- _Exercise directions_
Can you render the data below as a Markdown table with the columns Row and Line, giving each non-blank line its own numbered row and leaving the pictures out?
— START Record extracts —
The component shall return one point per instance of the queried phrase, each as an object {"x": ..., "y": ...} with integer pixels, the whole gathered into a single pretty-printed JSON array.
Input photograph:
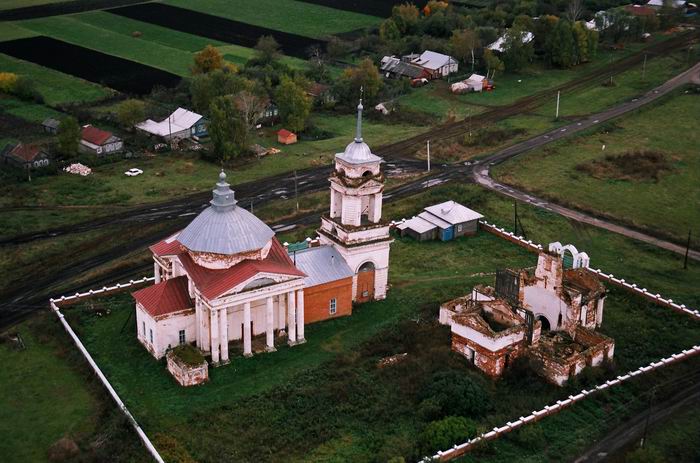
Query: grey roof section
[
  {"x": 357, "y": 151},
  {"x": 321, "y": 264},
  {"x": 225, "y": 228},
  {"x": 453, "y": 212}
]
— END Record extracts —
- _Exercise solution_
| Row | Line |
|---|---|
| 1 | The component shall return one point per instance of the queried phrase, each as an object {"x": ..., "y": ...} with integer pixels, the whole gathered into a single pretty-printed JSON array. |
| 2 | Input photograph: |
| 3 | Query: grey roof section |
| 4 | [ |
| 5 |   {"x": 357, "y": 151}, |
| 6 |   {"x": 321, "y": 264}, |
| 7 |   {"x": 225, "y": 228}, |
| 8 |   {"x": 453, "y": 212} |
| 9 | ] |